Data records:
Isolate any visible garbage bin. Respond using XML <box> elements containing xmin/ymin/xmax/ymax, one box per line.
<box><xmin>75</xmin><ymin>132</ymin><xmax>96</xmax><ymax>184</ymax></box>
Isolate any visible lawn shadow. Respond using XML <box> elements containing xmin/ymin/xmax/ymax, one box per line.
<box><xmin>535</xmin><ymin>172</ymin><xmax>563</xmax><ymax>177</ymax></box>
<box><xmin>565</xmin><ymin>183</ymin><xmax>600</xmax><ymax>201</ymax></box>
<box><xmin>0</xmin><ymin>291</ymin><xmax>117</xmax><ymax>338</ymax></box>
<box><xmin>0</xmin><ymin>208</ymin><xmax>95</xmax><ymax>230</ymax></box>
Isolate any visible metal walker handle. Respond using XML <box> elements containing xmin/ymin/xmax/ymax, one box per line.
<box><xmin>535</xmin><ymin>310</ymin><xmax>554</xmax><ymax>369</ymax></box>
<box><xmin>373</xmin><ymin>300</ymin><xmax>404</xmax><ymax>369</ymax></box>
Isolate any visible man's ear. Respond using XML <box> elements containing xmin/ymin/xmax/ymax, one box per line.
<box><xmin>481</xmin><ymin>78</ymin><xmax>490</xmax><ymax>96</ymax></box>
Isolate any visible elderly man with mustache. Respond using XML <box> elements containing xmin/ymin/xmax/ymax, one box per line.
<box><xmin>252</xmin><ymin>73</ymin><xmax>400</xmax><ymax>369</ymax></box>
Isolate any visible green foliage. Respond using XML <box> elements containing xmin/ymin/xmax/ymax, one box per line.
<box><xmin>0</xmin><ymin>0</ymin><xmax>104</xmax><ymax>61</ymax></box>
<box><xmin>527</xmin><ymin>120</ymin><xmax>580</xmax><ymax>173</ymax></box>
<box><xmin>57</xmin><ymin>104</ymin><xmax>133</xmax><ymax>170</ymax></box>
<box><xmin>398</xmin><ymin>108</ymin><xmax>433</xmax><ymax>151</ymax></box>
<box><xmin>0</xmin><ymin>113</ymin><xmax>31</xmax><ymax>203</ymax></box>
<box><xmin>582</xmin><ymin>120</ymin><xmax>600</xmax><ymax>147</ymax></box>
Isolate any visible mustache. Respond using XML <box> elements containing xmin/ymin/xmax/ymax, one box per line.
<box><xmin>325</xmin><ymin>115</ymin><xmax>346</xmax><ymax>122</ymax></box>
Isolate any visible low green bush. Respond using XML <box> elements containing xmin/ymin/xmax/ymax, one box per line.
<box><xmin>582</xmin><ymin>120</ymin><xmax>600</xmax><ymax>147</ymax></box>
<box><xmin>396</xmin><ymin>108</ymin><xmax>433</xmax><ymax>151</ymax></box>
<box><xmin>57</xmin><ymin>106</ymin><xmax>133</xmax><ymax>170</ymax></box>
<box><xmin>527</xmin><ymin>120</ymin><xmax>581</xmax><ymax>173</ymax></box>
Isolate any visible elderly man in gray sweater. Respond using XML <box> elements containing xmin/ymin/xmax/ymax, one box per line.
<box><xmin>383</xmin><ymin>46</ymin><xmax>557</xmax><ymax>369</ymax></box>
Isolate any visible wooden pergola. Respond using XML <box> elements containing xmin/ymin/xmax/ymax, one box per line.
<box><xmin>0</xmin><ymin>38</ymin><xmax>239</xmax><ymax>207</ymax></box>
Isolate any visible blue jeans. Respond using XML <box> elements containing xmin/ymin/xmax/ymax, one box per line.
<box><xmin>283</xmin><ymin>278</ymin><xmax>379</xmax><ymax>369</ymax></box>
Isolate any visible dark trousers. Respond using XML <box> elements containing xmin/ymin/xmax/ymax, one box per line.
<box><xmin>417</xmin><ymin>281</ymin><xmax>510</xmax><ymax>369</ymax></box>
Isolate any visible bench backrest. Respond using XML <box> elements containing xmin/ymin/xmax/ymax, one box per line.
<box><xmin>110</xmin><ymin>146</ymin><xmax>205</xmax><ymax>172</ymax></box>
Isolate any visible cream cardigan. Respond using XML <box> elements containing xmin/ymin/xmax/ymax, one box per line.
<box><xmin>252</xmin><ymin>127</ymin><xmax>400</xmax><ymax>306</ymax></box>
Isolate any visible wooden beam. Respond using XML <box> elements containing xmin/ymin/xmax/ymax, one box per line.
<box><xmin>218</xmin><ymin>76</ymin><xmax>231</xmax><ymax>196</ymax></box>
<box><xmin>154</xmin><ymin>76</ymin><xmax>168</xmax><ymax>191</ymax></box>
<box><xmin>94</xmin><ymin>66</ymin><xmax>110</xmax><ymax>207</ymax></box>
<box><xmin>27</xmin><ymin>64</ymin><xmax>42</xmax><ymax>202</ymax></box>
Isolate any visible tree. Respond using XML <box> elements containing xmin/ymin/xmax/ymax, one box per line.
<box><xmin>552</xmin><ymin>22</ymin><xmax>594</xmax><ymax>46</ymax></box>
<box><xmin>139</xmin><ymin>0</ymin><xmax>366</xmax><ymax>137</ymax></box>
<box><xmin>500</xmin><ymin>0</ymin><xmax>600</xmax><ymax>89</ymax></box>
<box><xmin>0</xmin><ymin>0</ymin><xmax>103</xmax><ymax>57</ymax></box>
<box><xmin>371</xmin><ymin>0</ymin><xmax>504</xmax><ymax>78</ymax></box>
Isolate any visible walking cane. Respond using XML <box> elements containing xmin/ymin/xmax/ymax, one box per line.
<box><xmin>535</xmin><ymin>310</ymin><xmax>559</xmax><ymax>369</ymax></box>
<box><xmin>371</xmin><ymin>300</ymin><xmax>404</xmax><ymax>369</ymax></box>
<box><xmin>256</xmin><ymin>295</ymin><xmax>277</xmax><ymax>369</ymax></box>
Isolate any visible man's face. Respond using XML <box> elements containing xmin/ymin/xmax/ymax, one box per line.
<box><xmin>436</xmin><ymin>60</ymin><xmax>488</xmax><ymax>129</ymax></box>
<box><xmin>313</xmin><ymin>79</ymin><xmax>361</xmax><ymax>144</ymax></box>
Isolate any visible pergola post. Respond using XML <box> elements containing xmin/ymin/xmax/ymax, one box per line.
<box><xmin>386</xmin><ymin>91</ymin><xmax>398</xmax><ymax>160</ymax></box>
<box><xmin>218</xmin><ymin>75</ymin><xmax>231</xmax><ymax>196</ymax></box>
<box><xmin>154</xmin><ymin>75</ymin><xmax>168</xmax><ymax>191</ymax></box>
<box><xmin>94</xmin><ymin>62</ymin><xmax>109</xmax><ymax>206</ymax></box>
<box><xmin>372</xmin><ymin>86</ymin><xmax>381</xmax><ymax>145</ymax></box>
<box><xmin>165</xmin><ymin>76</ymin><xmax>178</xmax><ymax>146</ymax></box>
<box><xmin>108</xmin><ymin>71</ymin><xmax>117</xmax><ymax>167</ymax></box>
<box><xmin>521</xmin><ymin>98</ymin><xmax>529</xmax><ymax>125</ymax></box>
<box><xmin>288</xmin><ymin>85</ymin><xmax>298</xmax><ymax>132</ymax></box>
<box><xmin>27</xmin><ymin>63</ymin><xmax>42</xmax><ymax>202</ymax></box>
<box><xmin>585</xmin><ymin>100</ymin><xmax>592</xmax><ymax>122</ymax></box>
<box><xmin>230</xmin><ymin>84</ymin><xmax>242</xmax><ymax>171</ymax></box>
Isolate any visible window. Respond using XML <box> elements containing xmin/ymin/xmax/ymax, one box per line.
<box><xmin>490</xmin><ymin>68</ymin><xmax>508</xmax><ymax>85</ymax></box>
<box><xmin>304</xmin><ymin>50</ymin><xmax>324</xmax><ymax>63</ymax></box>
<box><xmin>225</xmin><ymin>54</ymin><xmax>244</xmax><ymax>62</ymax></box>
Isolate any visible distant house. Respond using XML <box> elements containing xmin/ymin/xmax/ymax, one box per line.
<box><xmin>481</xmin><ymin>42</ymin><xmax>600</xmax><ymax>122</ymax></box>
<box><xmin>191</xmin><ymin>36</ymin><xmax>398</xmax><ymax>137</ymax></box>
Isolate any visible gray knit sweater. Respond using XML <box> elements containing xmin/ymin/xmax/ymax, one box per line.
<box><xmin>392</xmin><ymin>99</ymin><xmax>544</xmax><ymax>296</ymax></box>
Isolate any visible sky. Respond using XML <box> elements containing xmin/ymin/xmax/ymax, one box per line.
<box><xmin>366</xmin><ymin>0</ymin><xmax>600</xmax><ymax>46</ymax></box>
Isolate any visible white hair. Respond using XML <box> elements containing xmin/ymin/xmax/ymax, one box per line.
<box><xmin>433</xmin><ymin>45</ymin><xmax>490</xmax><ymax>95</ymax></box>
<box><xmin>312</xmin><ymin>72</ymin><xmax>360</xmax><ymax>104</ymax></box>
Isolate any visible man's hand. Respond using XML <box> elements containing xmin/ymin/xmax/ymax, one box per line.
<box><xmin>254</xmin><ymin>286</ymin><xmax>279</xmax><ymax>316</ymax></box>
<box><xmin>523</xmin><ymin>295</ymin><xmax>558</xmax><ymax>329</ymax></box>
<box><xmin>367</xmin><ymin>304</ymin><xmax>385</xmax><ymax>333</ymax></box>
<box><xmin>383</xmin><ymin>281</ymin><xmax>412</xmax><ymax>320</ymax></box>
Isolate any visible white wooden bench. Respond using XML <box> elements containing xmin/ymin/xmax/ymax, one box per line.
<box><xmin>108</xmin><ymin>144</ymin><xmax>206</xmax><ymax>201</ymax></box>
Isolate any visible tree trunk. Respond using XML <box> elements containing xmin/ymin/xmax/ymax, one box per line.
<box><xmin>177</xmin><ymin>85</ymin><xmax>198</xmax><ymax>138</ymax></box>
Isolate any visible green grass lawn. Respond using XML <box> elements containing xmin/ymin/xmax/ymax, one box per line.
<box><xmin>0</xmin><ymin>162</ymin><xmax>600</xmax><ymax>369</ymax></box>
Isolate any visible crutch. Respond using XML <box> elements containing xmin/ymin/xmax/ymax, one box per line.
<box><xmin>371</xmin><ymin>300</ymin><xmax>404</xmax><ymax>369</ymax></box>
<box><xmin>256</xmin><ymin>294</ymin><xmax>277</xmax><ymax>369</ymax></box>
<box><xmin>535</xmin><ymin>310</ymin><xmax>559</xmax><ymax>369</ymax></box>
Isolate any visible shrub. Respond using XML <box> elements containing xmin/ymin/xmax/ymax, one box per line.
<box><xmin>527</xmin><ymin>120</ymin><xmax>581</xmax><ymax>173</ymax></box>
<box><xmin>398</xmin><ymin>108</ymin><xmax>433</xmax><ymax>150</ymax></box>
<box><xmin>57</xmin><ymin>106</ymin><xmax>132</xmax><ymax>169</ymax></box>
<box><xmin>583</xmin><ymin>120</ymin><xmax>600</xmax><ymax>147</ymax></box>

▶ _Direction_
Count how many lines of the records contain the string "elderly", treating uppercase and lowercase as different. Reply with the number alone.

▶ _Response_
2